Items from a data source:
_____

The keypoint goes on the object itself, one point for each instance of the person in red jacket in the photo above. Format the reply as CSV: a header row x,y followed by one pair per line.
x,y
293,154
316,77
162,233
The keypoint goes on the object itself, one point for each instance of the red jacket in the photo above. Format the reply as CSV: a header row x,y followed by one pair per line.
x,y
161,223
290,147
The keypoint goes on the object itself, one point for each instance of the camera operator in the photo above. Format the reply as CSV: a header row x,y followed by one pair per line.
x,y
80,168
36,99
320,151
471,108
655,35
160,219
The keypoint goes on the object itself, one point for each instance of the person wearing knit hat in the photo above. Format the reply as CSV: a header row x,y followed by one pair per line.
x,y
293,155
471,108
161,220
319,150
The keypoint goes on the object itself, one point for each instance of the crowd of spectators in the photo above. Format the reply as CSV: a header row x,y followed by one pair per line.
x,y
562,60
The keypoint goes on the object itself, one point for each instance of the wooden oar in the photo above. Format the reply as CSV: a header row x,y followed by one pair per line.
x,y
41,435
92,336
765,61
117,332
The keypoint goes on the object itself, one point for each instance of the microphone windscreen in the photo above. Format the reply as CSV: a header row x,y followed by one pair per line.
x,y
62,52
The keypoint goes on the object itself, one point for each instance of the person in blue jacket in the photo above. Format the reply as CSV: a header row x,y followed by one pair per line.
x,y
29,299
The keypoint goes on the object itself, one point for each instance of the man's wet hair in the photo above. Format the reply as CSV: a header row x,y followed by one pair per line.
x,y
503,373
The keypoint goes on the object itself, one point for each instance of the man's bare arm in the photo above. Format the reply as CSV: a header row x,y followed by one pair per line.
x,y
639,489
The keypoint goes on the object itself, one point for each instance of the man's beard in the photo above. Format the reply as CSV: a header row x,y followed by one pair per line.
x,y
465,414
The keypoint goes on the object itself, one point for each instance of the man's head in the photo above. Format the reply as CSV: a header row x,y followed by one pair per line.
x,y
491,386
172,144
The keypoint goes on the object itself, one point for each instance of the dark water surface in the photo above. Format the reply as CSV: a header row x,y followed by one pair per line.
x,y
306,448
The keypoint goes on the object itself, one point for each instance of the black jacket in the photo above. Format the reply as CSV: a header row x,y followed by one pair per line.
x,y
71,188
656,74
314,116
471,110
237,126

_____

WHAT YOU NEED TO DO:
Please reproduce all of the data above, line for line, with no changes.

EXERCISE RESPONSE:
The keypoint goes on the object itself, one point for each instance of the person in red jacket in the photo above. Format the reply as CSV: a header row x,y followed by one pair per line.
x,y
293,154
316,77
162,233
The keypoint goes on the object itself, one point for each instance of the red jacket in the photo above. Format the reply as CSV: a header row x,y followed by one pair per line.
x,y
161,223
290,147
The keypoint goes on the object itself, one point for each instance of the camera operator in the photo above. Format the reply as CSV: a header row x,y followed by one pair per line.
x,y
80,168
36,99
320,151
471,108
655,35
160,219
The keypoint goes on the object itself, one point for each instance of the person wearing knit hat in the photo above. Format the reply as CSV: a header row x,y followed by one pair per line.
x,y
293,155
471,108
161,220
319,150
The keypoint goes on the object itself, one point for each instance of the crowd of spectators in the photo above. Format the reply as CSV: a header row x,y followed by one pair per line.
x,y
562,60
The keypoint goes on the object itself, one point for each instance of the wooden oar in the photo above. Format the reply as CSV: a header row x,y followed by one pair per line.
x,y
41,435
92,336
765,61
117,332
The keypoint goes on the object itself, one point for each instance of the microphone windscreen in the photo above. Format the reply as CSV: a header row x,y followed by one pair per line.
x,y
62,52
The keypoint goes on the object itself, one point for each instance of the person in blue jacket in the photo above. Format the reply as CSV: a header row x,y followed by one pair per line.
x,y
29,299
The keypoint goes on the object itself, one point for each instance of the man's wet hair in the photo above. Format the reply as CSV: a header row x,y followed by one pair per line.
x,y
503,373
The keypoint goes on the object itself, one point for each instance of the man's bare arm in the photo above. Format the reply as CSV: a header row x,y followed by one pair per line.
x,y
639,489
The keypoint goes on the object itself, one point for each instance of the man's beard in the photo above. Format the reply as CSV: a header row x,y followed by one pair per line.
x,y
465,414
The keypoint goes on the object itself, one point for each instance of the man's head in the photo above. Format the reply as CSV: a header row x,y followed by one pair per line.
x,y
491,386
172,144
The keypoint goes on the object itself, one point for each instance of the dark water surface in the photo above. Format the reply as CSV: a header row x,y followed by one pair per line.
x,y
306,448
The keypoint goes on the object itself, one point for each instance of the black jacket in the photo above. Format the reply as CSV: a header row x,y followed by one pair per line.
x,y
71,188
656,74
314,116
471,110
237,126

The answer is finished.